Seitentext ->

Die von den Gemeinden vorgeschlagenen Projekte werden von Ausschüssen bewertet, die unter dem Wirtschafts- und Agrarrat von Nord- und Ostsyrien eingerichtet wurden. Bei dieser Bewertung werden die besonderen Merkmale jedes Kantons und jeder Gemeinde berücksichtigt. Im Projekt muss klar angegeben werden, ob das Kapital von den Antragstellern selbst bereitgestellt wird oder ob Unterstützung durch die Verwaltung beantragt wird. Genossenschaften können auf beide Arten gegründet werden.

Wenn beispielsweise drei bis fünf Personen eine Genossenschaft gründen möchten, müssen sie ein schriftliches Projekt bei ihrem jeweiligen Kanton oder Stadtrat einreichen. Wird der Vorschlag genehmigt, wird eine formelle Vereinbarung getroffen.

Temporäre und langfristige Kooperativen

Es gibt auch temporäre Genossenschaften, die aufgelöst werden, sobald ihre Ziele erreicht sind. Im Gegensatz dazu gibt es langfristige Genossenschaften, beispielsweise solche, die um eine fabrikähnliche Produktion herum strukturiert sind. Die Vorschriften legen die Rechte und rechtlichen Rahmenbedingungen für Genossenschaftsmitglieder sowie die Funktionsweise der Fördermittel klar fest.

All diese Informationen werden allen Genossenschaftsmitgliedern transparent mitgeteilt. In regelmäßigen Sitzungen diskutieren die Mitglieder offen darüber, was verkauft wurde, wie viel Einkommen erzielt wurde, welche Fehler oder Mängel aufgetreten sind und andere relevante Themen. Außerdem finden jährliche Versammlungen statt, um den Fortschritt und die Ausrichtung der geleisteten Arbeit zu bewerten.

Die Transformation des sozialen Bewusstseins

Wir setzen unsere Bemühungen zur Entwicklung dieses Systems fort, indem wir an einer mentalen und ideologischen Transformation arbeiten. Eine unserer größten Herausforderungen ist es, den Einfluss vergangener gescheiterter Modelle zu überwinden, die noch immer im kollektiven Gedächtnis der Gesellschaft nachwirken. Oft hört man: „Viele von Wohlfahrtsstaaten entwickelte Genossenschaftssysteme sind gescheitert.“ Als Antwort darauf versuchen wir, der Gesellschaft den Unterschied und das Potenzial unseres eigenen Modells verständlich zu machen. Wenn praktische Ergebnisse sichtbar werden, wächst das Vertrauen, und mit dem Vertrauen kommt auch eine größere Beteiligung.

Arbeitsauftrag ->
Gib den Abschnitt des Textes über Genossenschaften von „Die von den“ bis einschließlich „Arten gegründet werden.“ wortgetreu wieder.

Datenblock ->
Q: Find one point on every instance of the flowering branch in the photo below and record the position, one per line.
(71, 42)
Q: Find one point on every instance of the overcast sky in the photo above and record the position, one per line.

Ergebnis der Aufgabe ->
Die von den Gemeinden vorgeschlagenen Projekte werden von Ausschüssen bewertet, die unter dem Wirtschafts- und Agrarrat von Nord- und Ostsyrien eingerichtet wurden. Bei dieser Bewertung werden die besonderen Merkmale jedes Kantons und jeder Gemeinde berücksichtigt. Im Projekt muss klar angegeben werden, ob das Kapital von den Antragstellern selbst bereitgestellt wird oder ob Unterstützung durch die Verwaltung beantragt wird. Genossenschaften können auf beide Arten gegründet werden.